→ **EXERCISES TO COMPLETE**:
A. List every perennial fruit, vegetable, or herb that the gardening article names as common.
B. Answer these questions using the gardening article:
(i) How many tips does the article say it offers?
(ii) In early spring, what can be moved to reveal soil that is ready to plant without tilling?
(iii) Which three season varieties of the same vegetables can be planted to spread the harvest?
C. Repeat word for word the stretch of the gardening article from "Plant perennial fruits, vegetables, and" through "can be worked.".

→ **PASSAGE**:
# # # # #

“A Garden for All Seasons,” Ensign, June 2002, 72–73
Do you spend days and weeks gardening and when harvest time comes, your days are filled with picking, canning, blanching, and freezing? The good news is, there’s a better way! By planning and working with nature, you can have a garden that produces enough vegetables and fruits over a longer period of the year with a minimum of preserving. Depending on where you live, here are eight tips to get you started.
Plant perennial fruits, vegetables, and herbs. These plants tend to come up before seeds are ready to go into the ground and are ready to harvest when other plants are seedlings. Strawberries, blueberries, rhubarb, asparagus, and chives are common.
Use mulched, raised beds. In early spring you can move organic mulch from last year’s garden to reveal soil that is ready to plant without tilling. Early vegetables such as peas, spinach, and lettuce can be planted as soon as one or two inches of soil can be worked.
Plant varieties of the same vegetables. You can plant early, mid, and late season varieties to spread the harvest over several weeks. This is especially helpful with crops that tend to ripen all at once.

# # # # #

→ **EXTRACTED DATA**:
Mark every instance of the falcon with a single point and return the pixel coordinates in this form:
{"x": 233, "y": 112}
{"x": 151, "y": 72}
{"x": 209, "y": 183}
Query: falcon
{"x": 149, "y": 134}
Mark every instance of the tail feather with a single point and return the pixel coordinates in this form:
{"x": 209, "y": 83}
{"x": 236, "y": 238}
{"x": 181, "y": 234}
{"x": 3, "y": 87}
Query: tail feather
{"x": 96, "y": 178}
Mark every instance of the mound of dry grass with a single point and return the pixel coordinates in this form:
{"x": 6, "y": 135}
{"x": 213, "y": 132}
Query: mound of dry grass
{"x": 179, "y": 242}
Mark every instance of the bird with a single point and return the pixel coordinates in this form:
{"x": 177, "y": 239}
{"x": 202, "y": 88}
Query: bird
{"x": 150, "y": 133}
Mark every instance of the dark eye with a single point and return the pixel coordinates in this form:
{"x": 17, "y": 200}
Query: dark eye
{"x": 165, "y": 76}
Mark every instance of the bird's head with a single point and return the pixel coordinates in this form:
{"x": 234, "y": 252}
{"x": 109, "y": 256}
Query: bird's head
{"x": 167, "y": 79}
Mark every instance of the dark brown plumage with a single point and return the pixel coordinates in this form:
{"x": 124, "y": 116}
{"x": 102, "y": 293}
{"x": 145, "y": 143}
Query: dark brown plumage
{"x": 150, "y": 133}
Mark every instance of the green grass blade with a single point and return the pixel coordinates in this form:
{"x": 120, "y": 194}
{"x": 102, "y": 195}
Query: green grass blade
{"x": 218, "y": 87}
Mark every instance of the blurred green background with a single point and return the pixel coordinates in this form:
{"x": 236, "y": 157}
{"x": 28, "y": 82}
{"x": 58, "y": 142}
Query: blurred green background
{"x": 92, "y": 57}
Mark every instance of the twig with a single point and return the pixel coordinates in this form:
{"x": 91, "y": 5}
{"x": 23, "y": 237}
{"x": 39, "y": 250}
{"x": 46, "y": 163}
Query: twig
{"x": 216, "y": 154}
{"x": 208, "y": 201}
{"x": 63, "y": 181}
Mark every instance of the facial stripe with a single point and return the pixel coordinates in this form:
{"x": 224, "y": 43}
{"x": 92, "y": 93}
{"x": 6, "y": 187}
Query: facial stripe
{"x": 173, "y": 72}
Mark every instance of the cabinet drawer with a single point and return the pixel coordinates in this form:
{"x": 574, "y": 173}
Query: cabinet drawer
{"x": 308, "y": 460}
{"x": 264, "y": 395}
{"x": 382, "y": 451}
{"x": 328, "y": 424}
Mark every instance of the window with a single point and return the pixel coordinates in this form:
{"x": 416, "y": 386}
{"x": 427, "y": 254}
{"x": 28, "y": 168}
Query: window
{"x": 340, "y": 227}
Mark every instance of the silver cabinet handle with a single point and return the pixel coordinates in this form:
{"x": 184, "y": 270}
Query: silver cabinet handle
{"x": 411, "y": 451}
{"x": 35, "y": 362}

# # # # #

→ **ANSWERS TO EACH TASK**:
A. Strawberries, blueberries, rhubarb, asparagus, chives

B.
(i) Eight
(ii) Organic mulch from last year's garden
(iii) Early, mid, and late season varieties

C.
Plant perennial fruits, vegetables, and herbs. These plants tend to come up before seeds are ready to go into the ground and are ready to harvest when other plants are seedlings. Strawberries, blueberries, rhubarb, asparagus, and chives are common.
Use mulched, raised beds. In early spring you can move organic mulch from last year’s garden to reveal soil that is ready to plant without tilling. Early vegetables such as peas, spinach, and lettuce can be planted as soon as one or two inches of soil can be worked.